[Location labeling records]
•••••
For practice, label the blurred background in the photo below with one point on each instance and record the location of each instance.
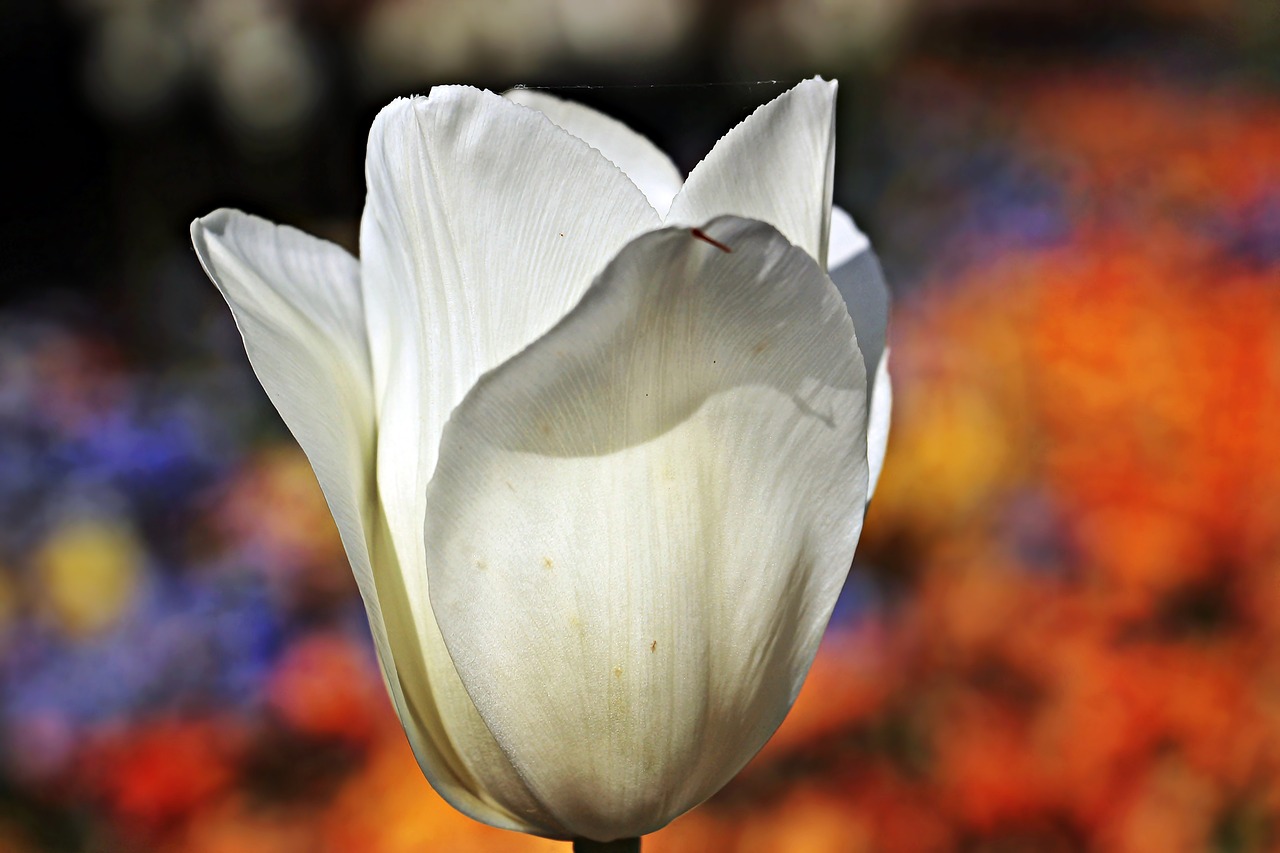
(1063, 628)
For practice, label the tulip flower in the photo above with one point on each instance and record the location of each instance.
(598, 439)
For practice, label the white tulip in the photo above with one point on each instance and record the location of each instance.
(595, 438)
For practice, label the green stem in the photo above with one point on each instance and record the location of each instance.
(621, 845)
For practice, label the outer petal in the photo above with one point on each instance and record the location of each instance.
(297, 304)
(858, 276)
(639, 525)
(877, 424)
(846, 240)
(484, 226)
(640, 159)
(776, 167)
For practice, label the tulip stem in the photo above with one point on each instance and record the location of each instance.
(621, 845)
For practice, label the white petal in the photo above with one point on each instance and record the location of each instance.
(846, 240)
(297, 304)
(640, 159)
(858, 277)
(877, 424)
(640, 524)
(484, 224)
(776, 167)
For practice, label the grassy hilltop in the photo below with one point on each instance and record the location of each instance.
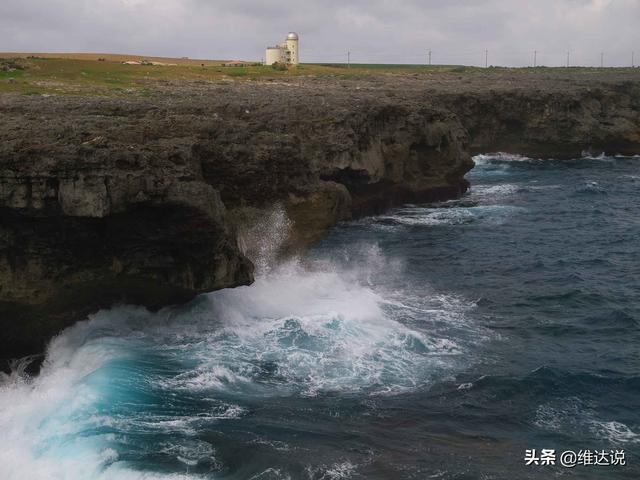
(85, 74)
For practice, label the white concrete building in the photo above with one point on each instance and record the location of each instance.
(287, 52)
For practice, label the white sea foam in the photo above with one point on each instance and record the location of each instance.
(484, 159)
(430, 216)
(296, 331)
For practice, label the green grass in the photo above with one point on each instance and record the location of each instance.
(90, 77)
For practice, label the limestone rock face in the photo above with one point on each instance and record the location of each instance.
(155, 200)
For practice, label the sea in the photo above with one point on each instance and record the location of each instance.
(454, 340)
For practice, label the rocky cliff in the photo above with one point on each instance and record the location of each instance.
(142, 200)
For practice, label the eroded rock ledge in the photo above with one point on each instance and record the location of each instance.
(106, 200)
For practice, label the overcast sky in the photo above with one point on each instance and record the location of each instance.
(379, 31)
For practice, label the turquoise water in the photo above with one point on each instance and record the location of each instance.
(435, 341)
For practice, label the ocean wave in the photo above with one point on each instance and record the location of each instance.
(296, 331)
(453, 215)
(499, 157)
(576, 417)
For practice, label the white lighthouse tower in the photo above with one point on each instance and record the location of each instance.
(292, 47)
(288, 52)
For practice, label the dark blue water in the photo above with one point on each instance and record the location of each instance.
(436, 341)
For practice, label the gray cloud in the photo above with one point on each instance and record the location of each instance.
(380, 31)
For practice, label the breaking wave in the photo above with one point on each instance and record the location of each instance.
(128, 382)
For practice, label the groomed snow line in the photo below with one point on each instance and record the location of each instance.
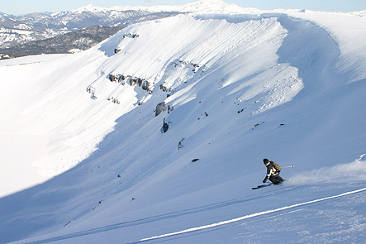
(252, 216)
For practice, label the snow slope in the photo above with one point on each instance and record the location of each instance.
(286, 86)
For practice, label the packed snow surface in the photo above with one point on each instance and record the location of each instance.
(103, 163)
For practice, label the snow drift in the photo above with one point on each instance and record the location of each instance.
(232, 89)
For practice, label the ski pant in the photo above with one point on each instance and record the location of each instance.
(275, 179)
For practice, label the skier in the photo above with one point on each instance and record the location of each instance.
(273, 172)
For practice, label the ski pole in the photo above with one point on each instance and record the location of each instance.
(290, 166)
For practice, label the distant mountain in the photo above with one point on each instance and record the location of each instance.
(61, 32)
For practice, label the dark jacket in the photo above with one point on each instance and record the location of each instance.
(273, 174)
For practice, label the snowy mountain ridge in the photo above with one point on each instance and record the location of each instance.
(158, 133)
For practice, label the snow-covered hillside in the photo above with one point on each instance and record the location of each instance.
(158, 133)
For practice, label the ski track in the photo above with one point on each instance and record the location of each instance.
(192, 211)
(161, 217)
(251, 216)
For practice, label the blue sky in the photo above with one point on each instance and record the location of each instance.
(27, 6)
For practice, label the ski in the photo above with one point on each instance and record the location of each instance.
(261, 186)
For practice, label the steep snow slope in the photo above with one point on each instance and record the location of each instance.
(239, 88)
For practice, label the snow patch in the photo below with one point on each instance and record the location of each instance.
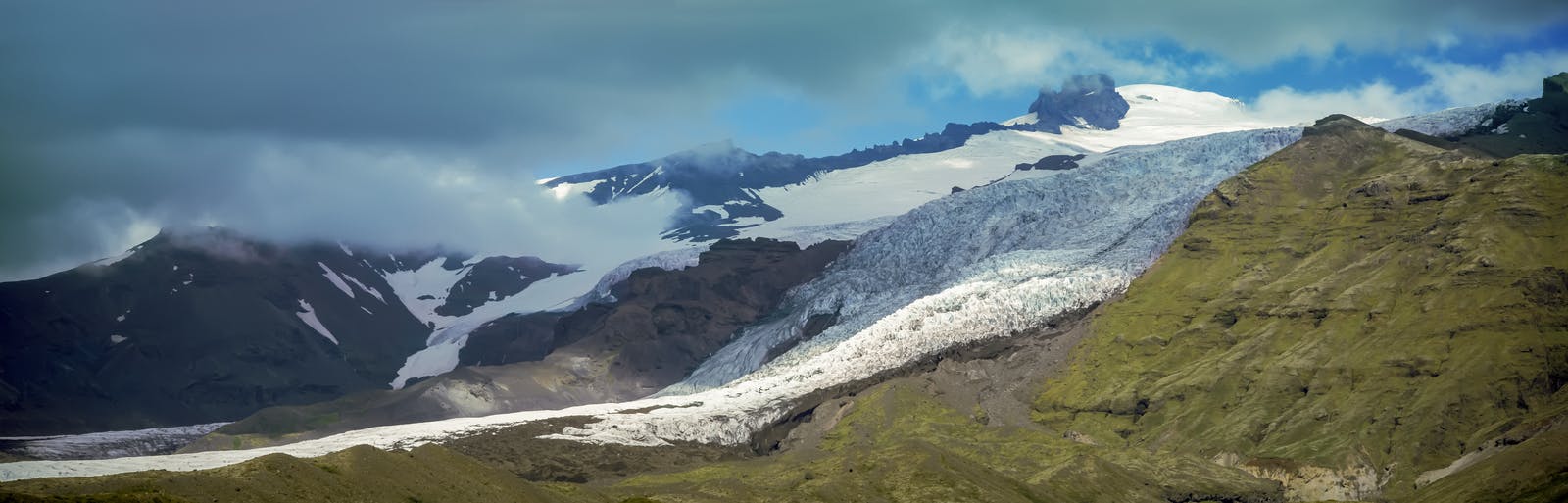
(310, 319)
(336, 279)
(110, 444)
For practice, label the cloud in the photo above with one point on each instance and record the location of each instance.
(1515, 75)
(1003, 62)
(129, 185)
(416, 123)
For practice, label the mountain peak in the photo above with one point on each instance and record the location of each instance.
(1084, 101)
(1554, 85)
(1337, 125)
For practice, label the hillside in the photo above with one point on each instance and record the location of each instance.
(1356, 317)
(1346, 316)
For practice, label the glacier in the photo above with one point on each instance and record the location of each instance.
(961, 269)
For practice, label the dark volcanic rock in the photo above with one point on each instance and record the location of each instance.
(1053, 162)
(1082, 101)
(494, 279)
(1539, 126)
(193, 329)
(661, 327)
(510, 338)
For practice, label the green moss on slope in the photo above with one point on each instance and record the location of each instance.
(899, 444)
(361, 474)
(1356, 301)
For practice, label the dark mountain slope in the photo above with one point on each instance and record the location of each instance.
(208, 327)
(662, 325)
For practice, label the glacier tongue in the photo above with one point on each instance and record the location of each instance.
(976, 265)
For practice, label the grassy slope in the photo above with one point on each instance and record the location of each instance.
(899, 444)
(1316, 314)
(363, 474)
(1356, 300)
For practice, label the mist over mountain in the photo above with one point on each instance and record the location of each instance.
(794, 253)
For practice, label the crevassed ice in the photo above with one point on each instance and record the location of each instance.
(960, 269)
(963, 269)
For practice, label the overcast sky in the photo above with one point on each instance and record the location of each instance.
(420, 123)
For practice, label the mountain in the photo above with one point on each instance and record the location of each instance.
(1084, 101)
(659, 327)
(209, 327)
(1358, 316)
(1015, 254)
(1345, 317)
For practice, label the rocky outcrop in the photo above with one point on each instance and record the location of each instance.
(1338, 316)
(661, 327)
(195, 327)
(498, 277)
(1084, 101)
(1053, 164)
(1539, 126)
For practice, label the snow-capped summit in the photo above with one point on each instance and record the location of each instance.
(1084, 101)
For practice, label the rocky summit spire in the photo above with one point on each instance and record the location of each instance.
(1084, 101)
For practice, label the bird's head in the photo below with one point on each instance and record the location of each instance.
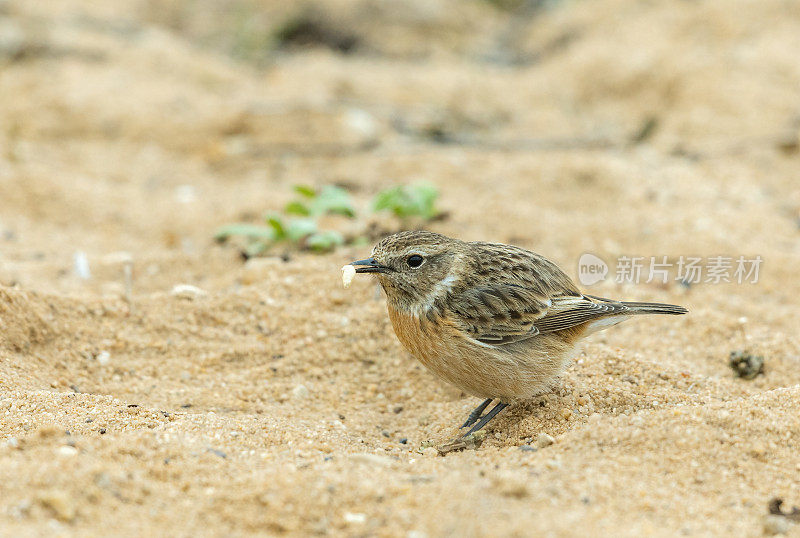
•••••
**Instructions to follow**
Output the lines of the listing as a JSON list of strings, one string per line and no blank lines, starting at the line containing "For practice, label the crevassed" and ending at the line containing "(1345, 317)".

**Result of the exercise**
[
  "For practice, label the crevassed ice in the photo above with one point on each instance and record the location of each instance.",
  "(960, 269)",
  "(963, 269)",
  "For practice, label the overcast sky in the photo above with one point on each instance and record the location of each instance.",
  "(420, 123)",
  "For practice, label the mountain in the photo above with one point on each instance and record the location of each instance.",
  "(1084, 101)",
  "(659, 327)",
  "(209, 327)",
  "(1358, 316)",
  "(1015, 254)",
  "(1345, 317)"
]